Photo object pointing records
[Start]

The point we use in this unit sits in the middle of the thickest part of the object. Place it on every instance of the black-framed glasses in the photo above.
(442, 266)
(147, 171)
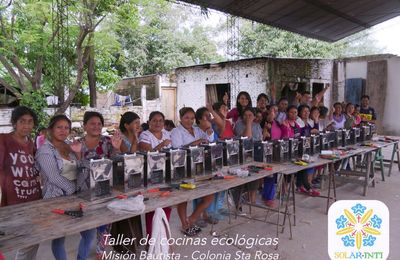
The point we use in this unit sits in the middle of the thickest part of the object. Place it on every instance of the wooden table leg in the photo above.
(368, 172)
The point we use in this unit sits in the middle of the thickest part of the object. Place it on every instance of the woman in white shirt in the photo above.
(155, 139)
(187, 134)
(338, 118)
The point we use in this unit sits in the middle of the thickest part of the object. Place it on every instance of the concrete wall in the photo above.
(357, 68)
(192, 81)
(255, 77)
(391, 122)
(5, 118)
(302, 70)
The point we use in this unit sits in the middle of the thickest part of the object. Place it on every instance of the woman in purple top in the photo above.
(271, 128)
(271, 131)
(338, 118)
(307, 128)
(307, 125)
(289, 127)
(243, 101)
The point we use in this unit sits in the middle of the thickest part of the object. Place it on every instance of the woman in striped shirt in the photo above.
(57, 162)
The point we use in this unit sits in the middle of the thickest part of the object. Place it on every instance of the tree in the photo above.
(263, 40)
(26, 37)
(167, 37)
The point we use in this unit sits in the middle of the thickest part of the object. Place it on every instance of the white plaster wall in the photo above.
(391, 122)
(192, 81)
(341, 80)
(356, 69)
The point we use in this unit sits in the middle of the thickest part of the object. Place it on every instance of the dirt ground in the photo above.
(309, 241)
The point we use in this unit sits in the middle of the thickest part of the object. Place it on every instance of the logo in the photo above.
(358, 230)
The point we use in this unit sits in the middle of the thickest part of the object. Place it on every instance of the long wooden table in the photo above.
(32, 223)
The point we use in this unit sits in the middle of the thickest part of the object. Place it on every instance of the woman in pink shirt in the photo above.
(243, 101)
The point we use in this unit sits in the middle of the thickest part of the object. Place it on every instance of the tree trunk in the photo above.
(92, 77)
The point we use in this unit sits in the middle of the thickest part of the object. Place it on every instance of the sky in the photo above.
(387, 34)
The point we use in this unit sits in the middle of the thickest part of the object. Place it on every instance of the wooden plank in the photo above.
(32, 223)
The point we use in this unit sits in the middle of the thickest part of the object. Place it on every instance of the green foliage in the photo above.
(263, 40)
(168, 36)
(81, 98)
(37, 102)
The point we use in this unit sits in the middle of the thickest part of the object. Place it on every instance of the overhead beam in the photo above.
(334, 11)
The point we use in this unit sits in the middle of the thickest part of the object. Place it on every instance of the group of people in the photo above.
(56, 168)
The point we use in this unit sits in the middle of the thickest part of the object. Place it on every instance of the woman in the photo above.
(222, 127)
(186, 134)
(307, 125)
(338, 118)
(262, 102)
(155, 139)
(271, 131)
(95, 146)
(352, 119)
(57, 162)
(314, 117)
(129, 125)
(246, 127)
(17, 152)
(271, 128)
(243, 101)
(289, 127)
(203, 121)
(307, 128)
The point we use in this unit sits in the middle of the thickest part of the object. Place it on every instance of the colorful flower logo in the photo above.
(359, 228)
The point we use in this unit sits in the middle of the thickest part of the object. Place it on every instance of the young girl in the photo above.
(95, 146)
(271, 131)
(186, 134)
(262, 102)
(155, 139)
(246, 127)
(129, 125)
(57, 162)
(289, 127)
(17, 152)
(243, 101)
(352, 118)
(307, 127)
(338, 118)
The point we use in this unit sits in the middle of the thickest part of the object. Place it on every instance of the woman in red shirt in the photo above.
(18, 178)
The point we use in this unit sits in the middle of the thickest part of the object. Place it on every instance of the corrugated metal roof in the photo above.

[End]

Leave out the pictures and transcribe everything else exactly.

_Exercise answer_
The point we use in this unit sits in the middle of the thickest part of the object. Place it on every instance of the black-framed glasses in the photo above.
(442, 266)
(147, 171)
The point we use in this unit sits in the middle of the thickest part of the object. Place it on every instance of the wooden table leg in the photo above.
(368, 172)
The point we use in this unit sits in the middle of the thickest part of the object. Place it on every instance of the woman in white shirt in the photo above.
(155, 139)
(187, 134)
(338, 118)
The point we use in this unit sits in the middle of the thickest part of the object. Place it on every instance of the concrete wall in the photo above.
(357, 68)
(192, 81)
(255, 77)
(391, 122)
(5, 118)
(302, 70)
The point we use in this unit sits in the middle of the thickest part of the object. Place it on every instance of the woman in purple top in the photo above.
(271, 128)
(271, 131)
(338, 118)
(307, 128)
(307, 125)
(289, 127)
(243, 101)
The point we use in this unit sits in the middle of the thickest part of the object. Place it on every instance of the woman in striped shirt in the photo above.
(57, 162)
The point we use in this unit sits in the middle of the thickest part of the object. Place it on every instance of the tree in the photo above.
(263, 40)
(26, 37)
(167, 37)
The point we use in this unit sits in the middle of the thickest part of the object. Place it on every instance of the white plaster wall in the photo above.
(391, 122)
(192, 81)
(341, 80)
(356, 69)
The point we use in this unit sits in the middle of the thickest part of the object. Place it on every instance of the dirt ground in the photo above.
(309, 241)
The point we use in this unit sits in the middle of the thickest part of the object. Place it on every instance of the logo in the photo above.
(358, 230)
The point we use in this unit sits in the middle of the thickest part of the object. Place it on every instance of the long wooden table in the photo above.
(32, 223)
The point we use in this unit sits in the middle of the thickest part of the object. Place it on every instance of the woman in pink shirt in the photo above.
(243, 101)
The point we use in this unit sits in the middle of the thickest part of the object. Place it on every instance of the tree trunk in the photo above.
(92, 77)
The point we use in this unit sits in the middle of the thickest part of the object. Place it on every instance of the sky in the photo above.
(387, 34)
The point we use in this unit sits in the middle of the thickest part of the object. Place it on every instance of the wooden plank in the photo above.
(32, 223)
The point we use in this unit sits in the middle of the thickest part of the object. Place it on every instance of the green foliage in the photo above.
(263, 40)
(168, 36)
(81, 98)
(37, 102)
The point we use in this unit sits in the middle of the thickest part of the object. Place it on every instance of the overhead beam in the photo above.
(334, 11)
The point we use in this unit sits in the middle of the thickest part of the object. Place it on every instance of the group of people in the photo above.
(56, 168)
The point we use in this unit sits in the middle of the thickest part of the object. Place it on every instance of the woman in the photo above.
(222, 127)
(186, 134)
(307, 125)
(338, 118)
(262, 102)
(155, 139)
(271, 131)
(95, 146)
(352, 119)
(57, 162)
(314, 117)
(129, 125)
(246, 127)
(17, 152)
(271, 128)
(243, 101)
(289, 127)
(203, 121)
(307, 128)
The point we use in this unit sits in the middle of the thickest part of the object. Place it on every instance of the colorful flower logo in the photo above.
(359, 228)
The point we use in this unit sits in the middle of the thickest part of the object. Place it on every instance of the young girl in the photo above.
(95, 146)
(271, 131)
(186, 134)
(262, 102)
(155, 139)
(246, 127)
(129, 125)
(57, 162)
(289, 127)
(17, 152)
(243, 101)
(352, 118)
(307, 127)
(338, 118)
The point we use in this unit sits in the middle of the thickest part of the object. Place it on every instance of the woman in red shirt in the photo above.
(18, 178)
The point we use in this unit sits in the middle of the thickest part of the object. Place it on every instance of the corrugated metal roof in the photo above.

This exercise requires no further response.